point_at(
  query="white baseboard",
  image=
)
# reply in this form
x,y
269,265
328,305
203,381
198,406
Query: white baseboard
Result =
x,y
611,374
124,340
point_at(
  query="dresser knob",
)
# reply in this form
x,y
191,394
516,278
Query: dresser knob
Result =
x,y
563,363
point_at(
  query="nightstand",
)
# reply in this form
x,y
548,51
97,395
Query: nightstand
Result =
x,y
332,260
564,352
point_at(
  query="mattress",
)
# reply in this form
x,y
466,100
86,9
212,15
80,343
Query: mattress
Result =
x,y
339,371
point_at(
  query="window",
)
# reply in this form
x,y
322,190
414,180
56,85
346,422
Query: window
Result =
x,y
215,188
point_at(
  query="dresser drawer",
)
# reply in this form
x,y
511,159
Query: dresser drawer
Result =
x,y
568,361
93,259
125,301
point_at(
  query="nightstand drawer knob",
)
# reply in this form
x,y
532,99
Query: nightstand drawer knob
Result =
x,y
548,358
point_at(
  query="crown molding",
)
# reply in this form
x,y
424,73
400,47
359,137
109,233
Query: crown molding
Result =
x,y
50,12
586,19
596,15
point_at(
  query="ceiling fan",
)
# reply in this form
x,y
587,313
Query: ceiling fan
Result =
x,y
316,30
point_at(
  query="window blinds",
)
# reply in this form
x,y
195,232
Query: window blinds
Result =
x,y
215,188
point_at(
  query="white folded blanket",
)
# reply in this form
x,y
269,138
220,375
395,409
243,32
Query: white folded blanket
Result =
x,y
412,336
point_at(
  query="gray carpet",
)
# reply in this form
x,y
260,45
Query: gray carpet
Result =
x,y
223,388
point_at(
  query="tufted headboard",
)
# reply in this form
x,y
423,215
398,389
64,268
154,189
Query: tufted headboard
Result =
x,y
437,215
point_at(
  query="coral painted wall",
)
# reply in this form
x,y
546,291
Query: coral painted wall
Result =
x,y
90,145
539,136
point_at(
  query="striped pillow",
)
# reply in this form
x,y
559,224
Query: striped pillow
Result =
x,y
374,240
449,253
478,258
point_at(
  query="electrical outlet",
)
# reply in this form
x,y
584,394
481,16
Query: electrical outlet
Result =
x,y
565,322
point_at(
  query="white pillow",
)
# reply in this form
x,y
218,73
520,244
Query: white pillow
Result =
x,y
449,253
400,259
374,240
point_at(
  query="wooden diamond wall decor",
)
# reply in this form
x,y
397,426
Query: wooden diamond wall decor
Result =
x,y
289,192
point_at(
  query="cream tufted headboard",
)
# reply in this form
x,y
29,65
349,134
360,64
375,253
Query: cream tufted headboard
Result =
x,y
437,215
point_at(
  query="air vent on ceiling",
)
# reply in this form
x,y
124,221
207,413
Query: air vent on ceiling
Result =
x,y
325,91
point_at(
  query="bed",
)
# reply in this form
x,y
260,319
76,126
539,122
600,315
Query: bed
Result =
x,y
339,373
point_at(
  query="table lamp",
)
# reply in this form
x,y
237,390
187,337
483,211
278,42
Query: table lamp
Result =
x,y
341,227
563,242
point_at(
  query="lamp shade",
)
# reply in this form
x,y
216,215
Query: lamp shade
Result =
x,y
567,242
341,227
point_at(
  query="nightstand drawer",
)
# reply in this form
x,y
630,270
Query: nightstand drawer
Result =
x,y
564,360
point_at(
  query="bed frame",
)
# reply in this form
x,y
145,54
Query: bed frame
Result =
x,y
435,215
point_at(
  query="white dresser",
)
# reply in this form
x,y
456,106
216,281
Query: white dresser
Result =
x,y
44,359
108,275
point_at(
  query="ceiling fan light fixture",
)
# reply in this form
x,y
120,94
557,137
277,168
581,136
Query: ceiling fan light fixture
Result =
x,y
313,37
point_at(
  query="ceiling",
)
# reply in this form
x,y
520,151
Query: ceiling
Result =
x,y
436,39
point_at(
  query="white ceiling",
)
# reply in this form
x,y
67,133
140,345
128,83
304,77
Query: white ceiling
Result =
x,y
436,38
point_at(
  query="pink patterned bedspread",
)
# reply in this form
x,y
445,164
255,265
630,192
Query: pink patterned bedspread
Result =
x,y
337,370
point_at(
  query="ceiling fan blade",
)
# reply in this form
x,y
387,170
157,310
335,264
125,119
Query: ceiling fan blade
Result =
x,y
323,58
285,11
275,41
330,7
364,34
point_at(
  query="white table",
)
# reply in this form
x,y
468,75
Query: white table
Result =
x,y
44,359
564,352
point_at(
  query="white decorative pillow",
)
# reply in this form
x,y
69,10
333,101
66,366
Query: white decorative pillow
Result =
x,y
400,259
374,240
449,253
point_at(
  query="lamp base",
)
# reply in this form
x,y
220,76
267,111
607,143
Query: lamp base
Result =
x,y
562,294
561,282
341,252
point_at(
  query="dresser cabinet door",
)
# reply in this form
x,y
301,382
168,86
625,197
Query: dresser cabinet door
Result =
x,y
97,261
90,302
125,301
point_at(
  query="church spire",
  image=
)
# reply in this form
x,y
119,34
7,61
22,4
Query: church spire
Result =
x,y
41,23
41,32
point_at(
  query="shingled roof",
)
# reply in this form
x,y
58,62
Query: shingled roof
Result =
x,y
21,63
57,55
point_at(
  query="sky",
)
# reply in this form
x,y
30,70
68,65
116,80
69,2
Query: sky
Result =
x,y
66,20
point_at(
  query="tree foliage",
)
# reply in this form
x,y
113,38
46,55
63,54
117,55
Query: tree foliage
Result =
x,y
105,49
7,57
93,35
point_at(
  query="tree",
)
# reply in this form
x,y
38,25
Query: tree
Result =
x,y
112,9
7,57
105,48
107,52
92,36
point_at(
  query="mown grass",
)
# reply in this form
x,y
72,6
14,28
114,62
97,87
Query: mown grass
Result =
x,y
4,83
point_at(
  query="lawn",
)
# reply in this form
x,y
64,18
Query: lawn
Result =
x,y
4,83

———

Which lines in the listing hold the word "spire"? Copy them out.

> RESULT FOR THIS EXERCISE:
  query="church spire",
Query: church spire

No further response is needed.